··· PASSAGE TO READ
[OSM-talk] osmarender tile server broken?
matthew-osm at newtoncomputing.co.uk
matthew-osm at newtoncomputing.co.uk
Sat Feb 24 19:26:05 GMT 2007
Hi,
On Sat, Feb 24, 2007 at 07:33:42PM +0100, Frederik Ramm wrote:
> Having the tiles in the database is bad, because access
> (apache->php->mysql->filesystem) is expensive in terms of CPU load.
> Having the tiles in the filesystem (apache->filesystem) is ideal.
Yes.
> Filesystems are made for this kind of thing, and Apache is made for this
> kind of thing, so if this is at all possible, do create a file system
> with enough i-nodes. To Matthew: Let us *please* refrain from adding
> another layer of indirection via funky C programs and file archives!
1. it is not a "funky" C program. It would be as simple as you can get -
literally extract a series of bytes from a file.
2. as has been pointed out here and on IRC, an existing program such as ar or
unzip should work just as well.
3. yes, it may be slightly slower than apache hitting files directly. It will
also be lots faster than the current apache->php->mysql->filesystem method.
> A plain simple ext3 file system is very capable of providing what we
<snip stuff about filesystems I already know>
> (/tiles/zoom/x0/x1/y0/y1.png where x0=x/1000 and x1=x%1000), 2^18 files
> in one directory would work.
When I tried thousands of files in one directory on ext3 a couple of years ago,
directory listing was slower than running your average MySQL query... ;-).
······
→ REQUIRED TASKS
a: List the components, in order, of the access chain that the tile server post describes as expensive in terms of CPU load.
b: Write a continuation of the tile server post, picking up after its last sentence.
The entries after this point have no connection to the tile server post.
··· SUPPLIED INFORMATION
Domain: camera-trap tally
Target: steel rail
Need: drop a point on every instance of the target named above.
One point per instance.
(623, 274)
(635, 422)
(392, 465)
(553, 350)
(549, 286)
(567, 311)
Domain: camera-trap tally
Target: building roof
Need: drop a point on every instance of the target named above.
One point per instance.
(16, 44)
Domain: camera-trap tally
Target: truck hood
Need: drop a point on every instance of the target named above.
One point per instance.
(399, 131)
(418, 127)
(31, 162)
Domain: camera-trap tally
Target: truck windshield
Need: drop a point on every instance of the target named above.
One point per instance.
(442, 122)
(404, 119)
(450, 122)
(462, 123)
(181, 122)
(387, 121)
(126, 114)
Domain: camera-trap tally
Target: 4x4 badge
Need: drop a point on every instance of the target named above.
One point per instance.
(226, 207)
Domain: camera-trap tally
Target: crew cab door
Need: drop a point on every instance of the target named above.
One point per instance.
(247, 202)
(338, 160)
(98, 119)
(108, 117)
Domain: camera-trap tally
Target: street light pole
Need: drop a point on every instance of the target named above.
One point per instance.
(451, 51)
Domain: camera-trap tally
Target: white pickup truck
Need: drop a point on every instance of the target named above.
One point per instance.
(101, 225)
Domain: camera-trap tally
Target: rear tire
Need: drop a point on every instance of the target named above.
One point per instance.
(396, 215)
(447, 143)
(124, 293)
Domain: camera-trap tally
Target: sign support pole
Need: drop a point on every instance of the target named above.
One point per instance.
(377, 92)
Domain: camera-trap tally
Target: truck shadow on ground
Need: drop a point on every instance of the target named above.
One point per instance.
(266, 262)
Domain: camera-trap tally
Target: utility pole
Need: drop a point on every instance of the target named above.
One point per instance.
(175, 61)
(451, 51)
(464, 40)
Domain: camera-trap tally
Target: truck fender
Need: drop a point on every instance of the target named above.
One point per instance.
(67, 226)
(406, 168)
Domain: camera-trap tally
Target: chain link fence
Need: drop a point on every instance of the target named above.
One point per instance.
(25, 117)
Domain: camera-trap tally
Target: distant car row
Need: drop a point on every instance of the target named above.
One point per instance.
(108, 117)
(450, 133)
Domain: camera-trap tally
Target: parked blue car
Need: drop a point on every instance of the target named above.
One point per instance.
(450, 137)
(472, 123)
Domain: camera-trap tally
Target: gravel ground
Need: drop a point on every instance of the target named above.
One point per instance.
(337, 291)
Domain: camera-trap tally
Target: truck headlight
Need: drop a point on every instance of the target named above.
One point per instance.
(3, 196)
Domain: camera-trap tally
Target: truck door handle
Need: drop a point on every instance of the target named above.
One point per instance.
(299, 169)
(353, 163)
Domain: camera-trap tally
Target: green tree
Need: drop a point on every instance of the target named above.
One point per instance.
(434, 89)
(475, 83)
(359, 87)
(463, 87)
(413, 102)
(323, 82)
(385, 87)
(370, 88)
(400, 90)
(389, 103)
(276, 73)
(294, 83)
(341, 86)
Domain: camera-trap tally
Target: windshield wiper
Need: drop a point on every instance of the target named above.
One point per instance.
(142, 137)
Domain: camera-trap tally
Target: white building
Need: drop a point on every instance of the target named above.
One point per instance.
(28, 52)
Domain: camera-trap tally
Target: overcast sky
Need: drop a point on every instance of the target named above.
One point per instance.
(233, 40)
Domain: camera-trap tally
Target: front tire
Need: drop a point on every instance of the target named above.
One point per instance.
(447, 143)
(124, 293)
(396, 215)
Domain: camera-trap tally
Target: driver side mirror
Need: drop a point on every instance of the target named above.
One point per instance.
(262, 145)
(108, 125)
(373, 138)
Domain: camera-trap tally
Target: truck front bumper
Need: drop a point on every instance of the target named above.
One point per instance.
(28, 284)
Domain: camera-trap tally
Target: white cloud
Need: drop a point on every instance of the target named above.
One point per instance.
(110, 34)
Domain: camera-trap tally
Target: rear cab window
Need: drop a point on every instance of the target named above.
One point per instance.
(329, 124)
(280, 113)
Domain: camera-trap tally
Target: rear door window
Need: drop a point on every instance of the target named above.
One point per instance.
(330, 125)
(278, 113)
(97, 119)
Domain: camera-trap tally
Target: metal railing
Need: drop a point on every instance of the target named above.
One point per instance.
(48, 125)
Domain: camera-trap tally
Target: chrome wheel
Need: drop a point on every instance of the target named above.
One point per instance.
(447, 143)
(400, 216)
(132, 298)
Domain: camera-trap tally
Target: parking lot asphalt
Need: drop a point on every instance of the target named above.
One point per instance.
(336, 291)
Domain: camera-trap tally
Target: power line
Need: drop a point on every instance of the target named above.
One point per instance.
······
··· SUPPLIED INFORMATION
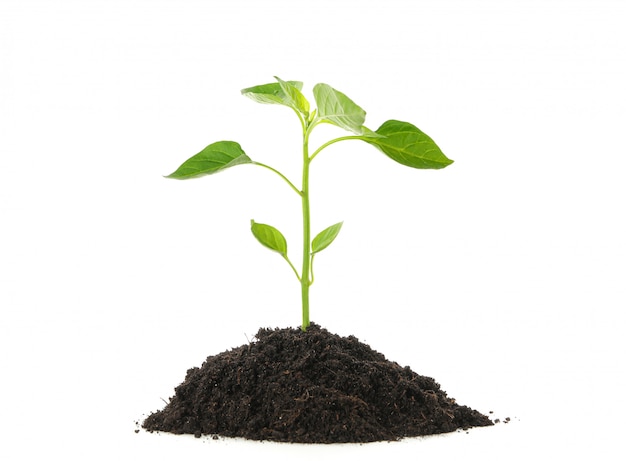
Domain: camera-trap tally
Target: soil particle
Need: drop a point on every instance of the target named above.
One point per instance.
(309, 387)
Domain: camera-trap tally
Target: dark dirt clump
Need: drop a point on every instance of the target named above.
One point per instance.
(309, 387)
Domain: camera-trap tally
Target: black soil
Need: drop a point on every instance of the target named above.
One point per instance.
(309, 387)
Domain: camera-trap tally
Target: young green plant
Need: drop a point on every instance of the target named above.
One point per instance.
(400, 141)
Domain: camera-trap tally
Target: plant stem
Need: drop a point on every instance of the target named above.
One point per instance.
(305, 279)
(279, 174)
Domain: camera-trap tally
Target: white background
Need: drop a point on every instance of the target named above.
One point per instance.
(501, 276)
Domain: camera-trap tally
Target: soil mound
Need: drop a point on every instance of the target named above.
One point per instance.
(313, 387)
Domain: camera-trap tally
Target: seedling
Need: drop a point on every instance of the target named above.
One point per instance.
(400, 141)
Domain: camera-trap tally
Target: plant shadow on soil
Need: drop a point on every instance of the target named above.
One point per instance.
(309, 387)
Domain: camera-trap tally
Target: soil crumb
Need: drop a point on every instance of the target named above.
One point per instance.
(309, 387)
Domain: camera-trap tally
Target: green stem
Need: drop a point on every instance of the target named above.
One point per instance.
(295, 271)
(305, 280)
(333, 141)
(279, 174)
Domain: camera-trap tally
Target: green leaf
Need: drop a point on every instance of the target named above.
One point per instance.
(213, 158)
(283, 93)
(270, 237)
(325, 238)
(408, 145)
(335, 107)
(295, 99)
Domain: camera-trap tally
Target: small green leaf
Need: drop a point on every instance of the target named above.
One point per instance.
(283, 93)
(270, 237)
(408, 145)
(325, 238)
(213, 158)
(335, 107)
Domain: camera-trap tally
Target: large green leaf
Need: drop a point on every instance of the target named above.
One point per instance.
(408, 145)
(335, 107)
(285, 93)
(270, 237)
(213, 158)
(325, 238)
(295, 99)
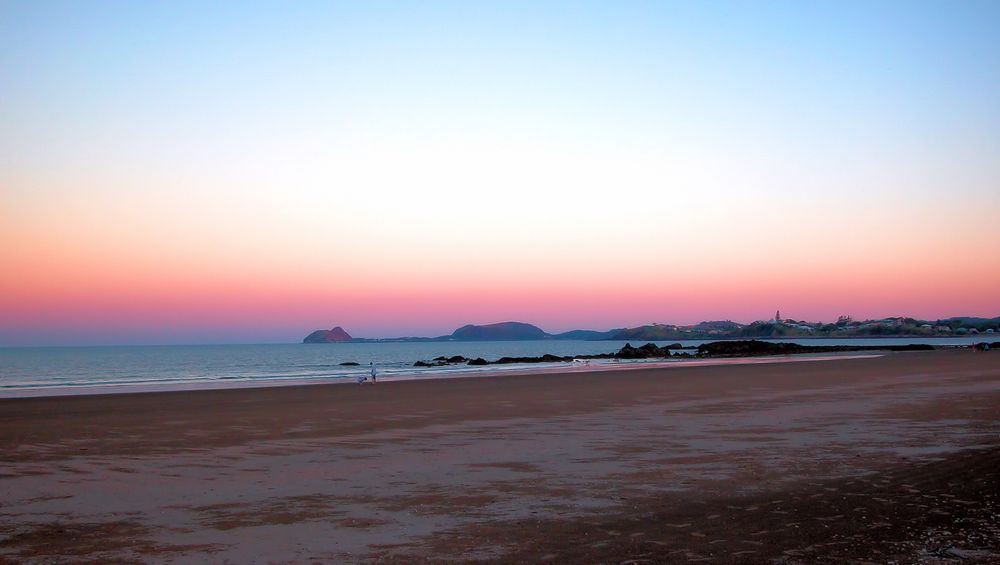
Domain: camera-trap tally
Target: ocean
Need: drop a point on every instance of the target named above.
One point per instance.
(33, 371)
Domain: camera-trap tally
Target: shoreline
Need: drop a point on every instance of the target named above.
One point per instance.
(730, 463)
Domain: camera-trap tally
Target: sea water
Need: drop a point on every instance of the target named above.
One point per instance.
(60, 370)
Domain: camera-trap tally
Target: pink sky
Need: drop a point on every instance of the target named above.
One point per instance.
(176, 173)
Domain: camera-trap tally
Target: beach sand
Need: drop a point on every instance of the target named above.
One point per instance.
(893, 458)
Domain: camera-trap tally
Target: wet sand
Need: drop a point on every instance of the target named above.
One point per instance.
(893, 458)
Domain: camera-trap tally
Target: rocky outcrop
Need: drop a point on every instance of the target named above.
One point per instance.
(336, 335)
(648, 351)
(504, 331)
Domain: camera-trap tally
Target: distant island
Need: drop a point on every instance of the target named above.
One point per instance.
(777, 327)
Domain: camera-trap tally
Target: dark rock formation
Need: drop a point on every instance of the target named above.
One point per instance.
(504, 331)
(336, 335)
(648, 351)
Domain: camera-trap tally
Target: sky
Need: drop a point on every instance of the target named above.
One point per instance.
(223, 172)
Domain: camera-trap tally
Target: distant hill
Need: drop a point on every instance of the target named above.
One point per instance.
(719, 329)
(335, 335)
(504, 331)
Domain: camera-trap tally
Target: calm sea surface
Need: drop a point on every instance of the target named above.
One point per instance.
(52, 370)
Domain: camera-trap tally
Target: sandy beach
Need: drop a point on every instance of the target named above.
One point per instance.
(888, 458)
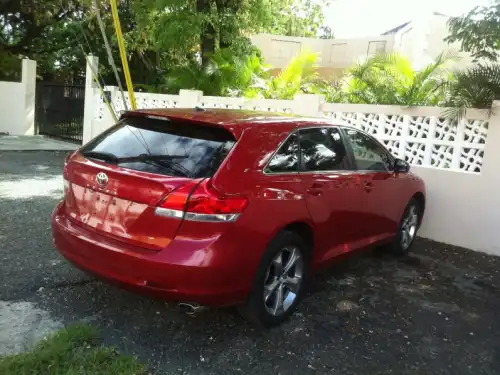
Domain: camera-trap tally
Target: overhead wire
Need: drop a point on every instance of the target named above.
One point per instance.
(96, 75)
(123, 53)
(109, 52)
······
→ OUTPUTS FOR THE TASKS
a: apache, php, mysql, filesystem

b:
ResiserFS was always lightening fast. That was thousands, not millions. Maybe
the've fixed it now, though. Really - thousands was unusable.
> There must be a way of making a file system that can handle our required
> number of inodes. It is absurd to build work-arounds that will make the
> whole thing slow and less manageable just because you cannot afford to
> do a proper mkfs.ext3! If all else fails, move data from one hard disk
> partition to another server, create new file system, move data back. I
We're talking about OSM here, and like many projects, the quickest way of
getting something done is to do it yourself. tiles at home is desperately in need
of something to make it faster, and changing stuff like filesystems needs others
to plan and make it happen - Steve and Nick are busy people, like the rest of
us. Even doing loopback filesystems needs an admin to mount it for you.
If tweaking FS parameters to get things right is the ultimate way to go, great.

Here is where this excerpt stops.